• [Problem statement]:
Repeat the listing below word for word, minus the pictures.

• [Material to process]:
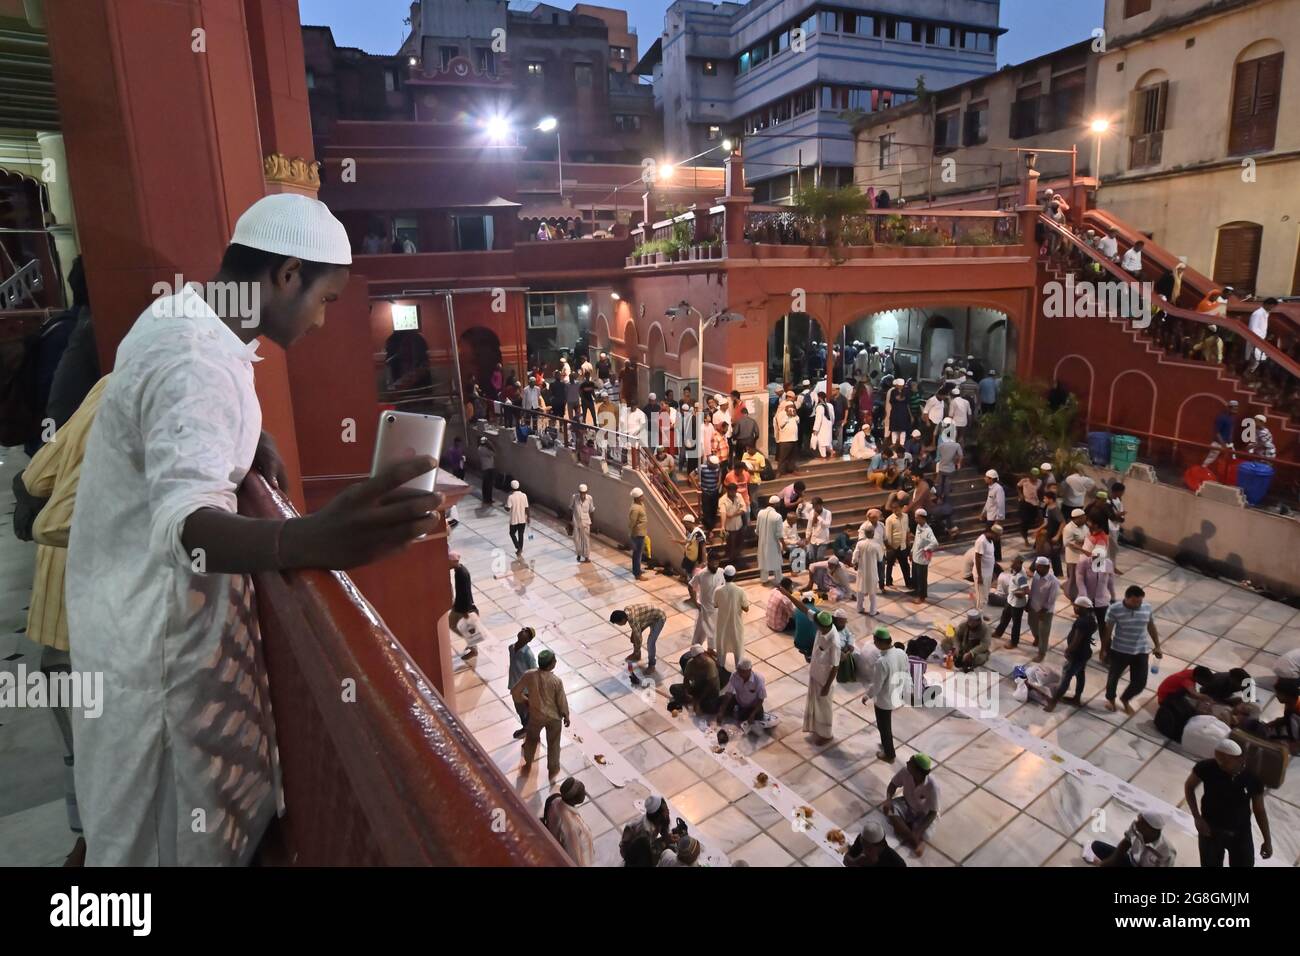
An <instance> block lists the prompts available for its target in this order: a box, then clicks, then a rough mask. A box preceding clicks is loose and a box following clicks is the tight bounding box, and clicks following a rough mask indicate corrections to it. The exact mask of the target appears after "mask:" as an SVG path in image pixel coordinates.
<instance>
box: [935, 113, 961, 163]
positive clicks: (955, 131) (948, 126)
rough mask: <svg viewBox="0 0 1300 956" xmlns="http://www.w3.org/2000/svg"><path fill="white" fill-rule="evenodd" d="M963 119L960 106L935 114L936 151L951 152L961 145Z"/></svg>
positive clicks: (937, 151)
mask: <svg viewBox="0 0 1300 956" xmlns="http://www.w3.org/2000/svg"><path fill="white" fill-rule="evenodd" d="M961 120H962V111H961V108H958V107H953V108H952V109H945V111H944V112H943V113H936V114H935V152H949V151H952V150H956V148H957V147H958V146H961V126H962V124H961Z"/></svg>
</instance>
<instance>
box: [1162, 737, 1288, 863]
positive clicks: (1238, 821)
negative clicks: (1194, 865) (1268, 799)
mask: <svg viewBox="0 0 1300 956" xmlns="http://www.w3.org/2000/svg"><path fill="white" fill-rule="evenodd" d="M1203 786H1204V787H1205V797H1204V800H1200V801H1199V800H1197V799H1196V791H1197V788H1200V787H1203ZM1183 793H1184V795H1186V797H1187V812H1188V813H1191V814H1192V822H1193V823H1195V825H1196V834H1197V844H1199V849H1200V855H1201V866H1209V868H1214V869H1219V868H1222V866H1223V853H1227V865H1229V866H1232V868H1234V869H1235V868H1238V866H1255V835H1253V834H1252V831H1251V813H1252V810H1253V813H1255V822H1256V823H1258V825H1260V834H1261V835H1262V836H1264V843H1262V844H1261V845H1260V856H1261V857H1264V858H1265V860H1268V858H1269V857H1271V856H1273V836H1271V834H1270V830H1269V812H1268V810H1266V809H1265V806H1264V783H1261V782H1260V778H1258V777H1256V775H1255V774H1253V773H1251V771H1249V770H1247V769H1245V757H1244V756H1243V754H1242V745H1240V744H1239V743H1236V741H1235V740H1232V739H1230V737H1225V739H1223V740H1221V741H1219V744H1218V747H1216V748H1214V760H1203V761H1200V762H1197V763H1196V765H1195V766H1192V773H1191V775H1190V777H1188V778H1187V783H1184V784H1183Z"/></svg>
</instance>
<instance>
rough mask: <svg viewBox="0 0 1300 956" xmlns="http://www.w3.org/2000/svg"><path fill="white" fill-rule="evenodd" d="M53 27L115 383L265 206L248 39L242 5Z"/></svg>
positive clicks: (78, 13)
mask: <svg viewBox="0 0 1300 956" xmlns="http://www.w3.org/2000/svg"><path fill="white" fill-rule="evenodd" d="M45 22H47V27H48V33H49V53H51V60H52V62H53V70H55V91H56V94H57V96H59V109H60V113H61V114H62V122H64V143H65V146H66V151H68V170H66V173H68V177H69V182H70V183H72V190H73V195H74V198H75V202H77V220H78V230H79V233H81V245H82V258H83V264H85V268H86V278H87V284H88V286H90V290H91V297H92V299H94V302H95V332H96V336H98V341H99V350H100V362H101V365H103V368H105V369H109V368H112V364H113V356H114V355H116V352H117V345H118V342H120V341H121V339H122V337H123V336H125V334H126V332H127V329H129V328H130V326H131V323H133V321H134V320H135V316H138V315H139V313H140V312H142V311H143V310H144V308H146V307H147V306H148V303H149V302H151V300H152V299H153V298H156V297H155V293H153V285H155V284H156V282H166V284H168V285H169V286H170V285H173V284H174V282H175V276H177V274H179V276H182V280H183V281H191V280H196V281H207V280H208V278H211V277H212V276H213V274H214V273H216V271H217V265H218V264H220V261H221V252H222V251H224V250H225V247H226V243H227V241H229V238H230V233H231V232H234V224H235V220H237V219H238V217H239V213H240V212H243V211H244V209H246V208H247V207H248V206H251V204H252V203H253V202H256V200H257V199H259V198H260V196H261V195H264V193H265V186H264V182H263V165H261V152H260V144H259V131H257V107H256V94H255V83H253V75H252V66H251V61H250V53H248V30H247V23H246V21H244V9H243V4H242V3H240V0H47V3H45ZM196 31H199V33H196ZM260 354H261V355H263V356H264V360H263V362H260V363H257V365H256V382H257V397H259V399H260V401H261V407H263V418H264V424H265V428H266V431H269V432H272V433H273V434H274V436H276V438H277V442H278V444H279V450H281V453H282V454H283V458H285V464H286V467H287V468H289V472H290V486H291V497H294V498H295V499H296V503H299V505H302V489H300V485H299V481H298V477H299V468H298V444H296V440H295V434H294V423H292V405H291V401H290V395H289V380H287V373H286V368H285V356H283V352H282V351H281V350H279V349H277V347H274V346H270V345H268V343H264V346H263V350H261V352H260Z"/></svg>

• [Result of the exercise]:
An <instance> block lists the prompts available for its target in this order: a box, then clicks, then a rough mask. A box preceding clicks is loose and a box following clicks is the tight bounding box, and clicks following a rough mask indicate corrections to it. The exact mask of the target appears after "mask:" as an SVG path in image pixel coordinates.
<instance>
box: [935, 113, 961, 163]
positive clicks: (955, 131) (948, 126)
rough mask: <svg viewBox="0 0 1300 956" xmlns="http://www.w3.org/2000/svg"><path fill="white" fill-rule="evenodd" d="M963 119L960 106L935 114L936 151L951 152L961 145Z"/></svg>
positive clicks: (937, 151)
mask: <svg viewBox="0 0 1300 956" xmlns="http://www.w3.org/2000/svg"><path fill="white" fill-rule="evenodd" d="M961 120H962V111H961V108H958V107H953V108H952V109H945V111H944V112H943V113H936V114H935V152H949V151H952V150H956V148H957V147H958V146H961V126H962V124H961Z"/></svg>
</instance>
<instance>
box: [1162, 737, 1288, 863]
positive clicks: (1238, 821)
negative clicks: (1194, 865) (1268, 799)
mask: <svg viewBox="0 0 1300 956" xmlns="http://www.w3.org/2000/svg"><path fill="white" fill-rule="evenodd" d="M1203 786H1204V787H1205V797H1204V800H1200V801H1199V800H1197V799H1196V791H1197V788H1200V787H1203ZM1183 793H1184V795H1186V797H1187V812H1188V813H1191V814H1192V822H1193V823H1195V825H1196V834H1197V844H1199V849H1200V855H1201V866H1209V868H1214V869H1219V868H1222V866H1223V853H1227V865H1229V866H1232V868H1234V869H1235V868H1238V866H1255V835H1253V834H1252V831H1251V813H1252V810H1253V813H1255V822H1256V823H1258V825H1260V834H1261V835H1262V836H1264V843H1262V844H1261V845H1260V856H1261V857H1264V858H1265V860H1268V858H1269V857H1271V856H1273V836H1271V834H1270V830H1269V812H1268V810H1266V809H1265V806H1264V783H1261V782H1260V778H1258V777H1256V775H1255V774H1253V773H1251V771H1249V770H1247V769H1245V757H1244V756H1243V754H1242V745H1240V744H1239V743H1236V741H1235V740H1232V739H1230V737H1225V739H1223V740H1221V741H1219V744H1218V747H1216V748H1214V760H1203V761H1200V762H1197V763H1196V765H1195V766H1192V773H1191V775H1190V777H1188V778H1187V783H1184V784H1183Z"/></svg>
</instance>
<instance>
rough mask: <svg viewBox="0 0 1300 956" xmlns="http://www.w3.org/2000/svg"><path fill="white" fill-rule="evenodd" d="M53 27L115 383L265 206L248 39L242 5Z"/></svg>
positive clicks: (78, 13)
mask: <svg viewBox="0 0 1300 956" xmlns="http://www.w3.org/2000/svg"><path fill="white" fill-rule="evenodd" d="M45 22H47V27H48V33H49V53H51V60H52V62H53V70H55V91H56V94H57V96H59V109H60V113H61V114H62V122H64V143H65V146H66V151H68V170H66V173H68V177H69V182H70V183H72V190H73V195H74V198H75V202H77V220H78V230H79V233H81V245H82V258H83V264H85V268H86V278H87V284H88V286H90V290H91V297H92V299H94V302H95V332H96V336H98V341H99V350H100V362H101V365H103V368H105V369H109V368H112V364H113V356H114V355H116V352H117V345H118V342H120V341H121V339H122V337H123V336H125V334H126V332H127V329H129V328H130V326H131V323H133V321H134V320H135V316H138V315H139V313H140V312H142V311H143V310H144V308H146V307H147V306H148V303H149V302H151V300H152V299H153V298H156V297H155V293H153V285H155V284H156V282H166V284H168V285H169V286H170V285H173V284H174V282H175V276H177V274H179V276H182V280H183V281H191V280H196V281H207V280H208V278H211V277H212V276H213V274H214V273H216V271H217V265H218V264H220V261H221V252H222V251H224V250H225V247H226V243H227V241H229V238H230V233H231V232H234V224H235V220H237V219H238V217H239V213H240V212H243V211H244V209H246V208H247V207H248V206H251V204H252V203H253V202H256V200H257V199H259V198H260V196H261V195H264V193H265V186H264V182H263V165H261V152H260V144H259V131H257V107H256V94H255V83H253V75H252V66H251V61H250V53H248V30H247V23H246V21H244V9H243V4H242V3H240V0H47V3H45ZM196 31H199V33H196ZM260 354H261V355H263V356H264V360H263V362H260V363H257V365H256V382H257V397H259V399H260V401H261V407H263V418H264V424H265V428H266V431H269V432H272V433H273V434H274V436H276V438H277V442H278V444H279V450H281V453H282V454H283V458H285V464H286V467H287V468H289V472H290V486H291V497H294V498H295V499H296V503H299V505H302V489H300V485H299V481H298V477H299V468H298V444H296V440H295V434H294V423H292V405H291V401H290V395H289V380H287V373H286V368H285V356H283V352H282V351H281V350H279V349H277V347H274V346H270V345H268V343H264V346H263V350H261V352H260Z"/></svg>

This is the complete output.